**Things to do**:
**1.** In the article on lab-grown lungs below, why did the researchers submerge the grafted lung in a nutritional solution for one month? Answer in one to three sentences.
**2.** The article on lab-grown lungs below describes what a month in the nutritional solution allowed the cells to do. List everything it names.

Human lungs grown in the lab for the first time

Scientists at the University of Texas Medical Branch (UTMB) have grown lungs in the laboratory for the first time. By taking parts of damaged lungs from children, they have been able to nurture a set of lungs to the point of being able to react to air.

I found this story through New York Daily News and was then able to get the original release from UTMB. This news item is of particular significance because it brings about two scientific breakthroughs.

Firstly, an organ as complex as a lung has not been artificially created in a lab environment in the past.  There is a bucketful of reasons why artificial organ growth is challenging but these researchers have been able to break down some of those barriers.

Secondly, their methods were very interesting. Taking an ‘abnormal’ approach allowed them to create something relatively ‘normal’. By using two lungs taken from two separate children who died, the researchers created a scaffold from one lung to use as a ‘soft-tissue backbone’ that could have the damaged tissue from the second child’s lung grafted on to it.

Submerging the grafted lung into a nutritional solution for one month to allow the cells to repair, spread, grow, and become somewhat functional. After this, the scientists took out the lungs and pumped them full of air, to which a lung responded by receiving the air, seen when the tiny air sacs- the alveoli-  expanded.

Reconstructed lungs

The lungs after being stripped of material, ready to be used as a scaffold (left). The lungs after being submerged 30 days (right).

While this work can be considered a revolution in artificial organ creation, any resulting impact to those who need an organ transplant is still a while away. It is a step forward nonetheless.

“My students will be doing the work when I’m old and retired and can’t hold a pipette anymore,” says Professor Joan Nichols, who headed the team responsible for the experiment. More complex lungs will need to be grown before any sort of animal trials can begin, not forgetting an exhaustive list of clinical trials in humans.

**Entries supplied**:
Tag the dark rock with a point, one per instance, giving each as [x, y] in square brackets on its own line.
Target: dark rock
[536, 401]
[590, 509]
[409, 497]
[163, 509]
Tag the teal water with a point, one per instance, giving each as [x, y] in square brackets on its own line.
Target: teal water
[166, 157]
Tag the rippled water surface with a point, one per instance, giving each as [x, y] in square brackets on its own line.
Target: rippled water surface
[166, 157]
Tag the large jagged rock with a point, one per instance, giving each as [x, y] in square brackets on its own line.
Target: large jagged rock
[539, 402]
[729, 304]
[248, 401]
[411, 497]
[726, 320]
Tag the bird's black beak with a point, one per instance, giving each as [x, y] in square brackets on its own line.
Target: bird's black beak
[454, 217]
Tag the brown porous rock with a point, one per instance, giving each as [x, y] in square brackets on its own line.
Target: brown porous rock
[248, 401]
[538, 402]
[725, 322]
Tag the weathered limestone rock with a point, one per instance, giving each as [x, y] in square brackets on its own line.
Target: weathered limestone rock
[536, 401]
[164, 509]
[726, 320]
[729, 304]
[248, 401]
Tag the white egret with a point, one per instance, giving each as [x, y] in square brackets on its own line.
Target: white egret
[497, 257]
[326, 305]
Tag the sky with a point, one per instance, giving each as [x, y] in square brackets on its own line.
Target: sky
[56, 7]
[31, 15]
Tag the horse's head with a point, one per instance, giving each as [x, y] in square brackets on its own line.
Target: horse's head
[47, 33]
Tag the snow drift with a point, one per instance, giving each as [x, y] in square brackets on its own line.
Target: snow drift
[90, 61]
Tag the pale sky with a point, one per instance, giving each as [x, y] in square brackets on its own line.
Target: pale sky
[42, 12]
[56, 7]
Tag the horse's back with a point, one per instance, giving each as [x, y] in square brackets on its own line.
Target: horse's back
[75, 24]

**Solutions per task**:
**1.** The researchers submerged the grafted lung in a nutritional solution for one month so that its cells could repair, spread, grow, and become somewhat functional.

**2.**
- Repair
- Spread
- Grow
- Become somewhat functional